**PROBLEM TO WORK ON**
Please render the data below as a two-column CSV with the header row input,output, one row per item: the item's text goes in input and its answer in output. Wrap each field in double quotes and replace line breaks with spaces.

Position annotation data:
========================================

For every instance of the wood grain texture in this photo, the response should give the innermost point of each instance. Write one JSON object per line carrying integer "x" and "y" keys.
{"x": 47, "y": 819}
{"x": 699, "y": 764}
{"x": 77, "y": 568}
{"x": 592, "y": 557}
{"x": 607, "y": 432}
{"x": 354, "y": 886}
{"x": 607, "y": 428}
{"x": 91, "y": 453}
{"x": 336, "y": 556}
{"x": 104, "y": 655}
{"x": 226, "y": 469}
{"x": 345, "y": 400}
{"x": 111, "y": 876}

========================================

**WRITTEN SOLUTION**
input,output
"For every instance of the wood grain texture in this photo, the response should give the innermost point of each instance. Write one JSON object per line carrying integer ""x"" and ""y"" keys.","{""x"": 47, ""y"": 819} {""x"": 699, ""y"": 764} {""x"": 77, ""y"": 568} {""x"": 592, ""y"": 557} {""x"": 607, ""y"": 432} {""x"": 354, ""y"": 886} {""x"": 607, ""y"": 428} {""x"": 91, ""y"": 453} {""x"": 336, ""y"": 556} {""x"": 104, ""y"": 655} {""x"": 226, ""y"": 469} {""x"": 345, ""y"": 400} {""x"": 111, ""y"": 876}"